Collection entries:
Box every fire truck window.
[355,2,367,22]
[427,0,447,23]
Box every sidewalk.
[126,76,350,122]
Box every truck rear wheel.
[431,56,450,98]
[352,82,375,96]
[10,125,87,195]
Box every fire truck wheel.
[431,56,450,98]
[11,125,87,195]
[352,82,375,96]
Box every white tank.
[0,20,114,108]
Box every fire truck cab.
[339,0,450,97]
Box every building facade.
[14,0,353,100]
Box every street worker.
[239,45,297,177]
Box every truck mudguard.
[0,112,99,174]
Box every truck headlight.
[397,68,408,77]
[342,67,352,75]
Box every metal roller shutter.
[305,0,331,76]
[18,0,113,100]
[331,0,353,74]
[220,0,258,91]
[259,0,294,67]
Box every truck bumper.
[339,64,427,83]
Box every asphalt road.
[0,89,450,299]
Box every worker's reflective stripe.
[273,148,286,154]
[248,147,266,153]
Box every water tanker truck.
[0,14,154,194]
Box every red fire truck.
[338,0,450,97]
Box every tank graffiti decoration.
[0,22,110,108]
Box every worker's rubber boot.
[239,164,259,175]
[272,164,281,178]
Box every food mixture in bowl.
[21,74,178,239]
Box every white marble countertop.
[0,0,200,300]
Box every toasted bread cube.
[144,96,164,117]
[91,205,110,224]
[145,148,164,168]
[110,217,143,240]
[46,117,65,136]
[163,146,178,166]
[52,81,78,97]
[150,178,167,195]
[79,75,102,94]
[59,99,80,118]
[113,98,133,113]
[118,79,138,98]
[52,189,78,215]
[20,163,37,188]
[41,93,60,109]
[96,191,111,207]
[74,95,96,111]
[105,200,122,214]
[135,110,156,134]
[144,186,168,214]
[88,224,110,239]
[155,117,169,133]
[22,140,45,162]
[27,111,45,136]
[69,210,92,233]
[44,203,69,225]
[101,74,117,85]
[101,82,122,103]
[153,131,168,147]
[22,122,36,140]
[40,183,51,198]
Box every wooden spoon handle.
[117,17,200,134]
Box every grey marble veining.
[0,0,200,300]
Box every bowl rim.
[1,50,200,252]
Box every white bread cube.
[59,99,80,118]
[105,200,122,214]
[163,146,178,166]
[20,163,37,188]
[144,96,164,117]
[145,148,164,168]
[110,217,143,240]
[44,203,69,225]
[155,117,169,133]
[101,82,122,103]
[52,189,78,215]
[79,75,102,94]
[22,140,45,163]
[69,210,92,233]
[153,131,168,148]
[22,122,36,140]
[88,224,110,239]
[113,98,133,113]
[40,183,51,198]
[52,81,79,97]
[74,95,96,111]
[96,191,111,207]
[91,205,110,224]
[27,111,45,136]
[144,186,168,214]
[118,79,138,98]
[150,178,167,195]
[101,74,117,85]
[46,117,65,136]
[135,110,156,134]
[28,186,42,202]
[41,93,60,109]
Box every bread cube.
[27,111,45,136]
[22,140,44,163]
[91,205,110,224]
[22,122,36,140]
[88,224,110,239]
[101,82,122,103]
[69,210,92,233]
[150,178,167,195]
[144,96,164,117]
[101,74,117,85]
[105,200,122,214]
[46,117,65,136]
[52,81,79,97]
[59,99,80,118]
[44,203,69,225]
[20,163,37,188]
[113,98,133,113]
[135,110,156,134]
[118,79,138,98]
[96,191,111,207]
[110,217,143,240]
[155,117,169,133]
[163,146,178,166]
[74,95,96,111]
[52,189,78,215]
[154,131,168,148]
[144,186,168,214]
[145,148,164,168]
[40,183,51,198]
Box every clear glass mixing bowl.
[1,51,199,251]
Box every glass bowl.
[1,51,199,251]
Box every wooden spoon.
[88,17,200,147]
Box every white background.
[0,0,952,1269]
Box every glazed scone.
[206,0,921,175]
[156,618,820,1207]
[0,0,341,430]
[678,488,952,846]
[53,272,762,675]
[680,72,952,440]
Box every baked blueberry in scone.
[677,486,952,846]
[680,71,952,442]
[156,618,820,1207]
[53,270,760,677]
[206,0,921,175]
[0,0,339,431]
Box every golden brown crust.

Exercise prompt
Please rewrite all the records above, changing every "fire truck" to "fire engine" and leaving the rest untouched.

Worked answer
Box every fire engine window.
[355,2,367,22]
[427,0,447,23]
Box every sidewalk.
[126,76,350,122]
Box every truck rear wheel.
[431,56,450,98]
[352,82,375,96]
[10,125,87,195]
Box every fire engine wheel.
[431,56,450,98]
[11,125,87,195]
[352,82,375,96]
Box every white tank.
[0,20,114,108]
Box every fire engine cab.
[339,0,450,97]
Box every building facade.
[14,0,353,100]
Box every street worker.
[239,45,297,177]
Box every truck mudguard.
[0,112,99,174]
Box every truck headlight.
[397,68,408,77]
[342,67,352,75]
Box every metal roller shutter.
[305,0,331,76]
[18,0,113,100]
[331,0,353,74]
[220,0,258,91]
[259,0,294,67]
Box every truck bumper.
[339,64,427,83]
Box every asphalt road.
[0,89,450,299]
Box every worker's reflective stripe.
[273,148,286,154]
[248,147,266,153]
Box every water tanker truck.
[0,14,154,194]
Box every red fire engine.
[338,0,450,97]
Box every tank graffiti decoration.
[0,22,110,108]
Box every worker's rubber boot.
[239,164,259,175]
[272,164,281,178]
Box every food mixture in bowl.
[21,74,178,239]
Box every white marble countertop.
[0,0,200,300]
Box every toasted bread cube.
[144,96,164,117]
[91,205,110,224]
[145,148,164,168]
[110,217,143,240]
[46,117,65,136]
[163,146,178,166]
[52,81,78,97]
[150,178,167,195]
[79,75,102,94]
[59,99,80,118]
[113,98,133,113]
[118,79,138,98]
[52,189,78,215]
[20,163,37,188]
[41,93,60,109]
[96,191,111,207]
[74,95,96,111]
[105,200,122,214]
[135,110,156,134]
[144,186,168,214]
[88,224,110,239]
[155,117,169,133]
[22,140,45,162]
[27,111,45,136]
[69,210,92,233]
[44,203,69,225]
[101,74,117,85]
[101,82,122,103]
[153,131,168,147]
[22,122,36,140]
[40,183,51,198]
Box every wooden spoon handle.
[117,17,200,134]
Box every grey marble veining.
[0,0,200,300]
Box every bowl rim.
[1,50,200,252]
Box every white bread cube.
[59,99,80,118]
[105,200,122,214]
[163,146,178,166]
[20,163,37,188]
[144,96,164,117]
[145,148,164,168]
[110,217,143,240]
[44,203,69,225]
[155,117,169,133]
[101,82,122,103]
[52,189,78,215]
[79,75,102,94]
[22,140,45,163]
[69,210,92,233]
[153,131,168,148]
[22,122,36,140]
[88,224,110,239]
[113,98,133,113]
[40,183,51,198]
[52,81,79,97]
[74,95,96,111]
[96,191,111,207]
[91,205,110,224]
[27,111,45,136]
[144,186,168,214]
[118,79,138,98]
[150,178,167,195]
[101,74,117,85]
[46,117,65,136]
[135,110,156,134]
[28,186,42,202]
[41,93,60,109]
Box every bread cube.
[27,111,45,136]
[22,140,44,163]
[91,205,110,224]
[22,122,36,140]
[88,224,110,239]
[101,82,122,103]
[69,210,92,233]
[150,178,167,195]
[144,96,164,117]
[101,74,117,85]
[105,200,122,214]
[46,117,65,136]
[52,81,79,97]
[59,99,80,118]
[44,203,69,225]
[20,163,37,188]
[113,98,133,113]
[135,110,156,134]
[118,79,138,98]
[96,191,111,207]
[110,217,143,240]
[155,117,169,133]
[163,146,178,166]
[74,95,96,111]
[52,189,78,215]
[154,131,168,148]
[144,186,168,214]
[145,148,164,168]
[40,183,51,198]
Box every clear glass mixing bowl.
[1,51,199,251]
Box every glass bowl.
[1,51,199,251]
Box every wooden spoon.
[88,17,200,147]
Box every white background.
[0,0,952,1269]
Box every glazed scone.
[206,0,921,175]
[156,618,820,1207]
[0,0,341,430]
[678,488,952,846]
[53,272,762,675]
[680,72,952,440]
Box every baked blueberry in scone.
[677,486,952,846]
[680,71,952,442]
[156,618,820,1207]
[53,270,760,677]
[206,0,921,175]
[0,0,339,431]
Box every golden brown crust.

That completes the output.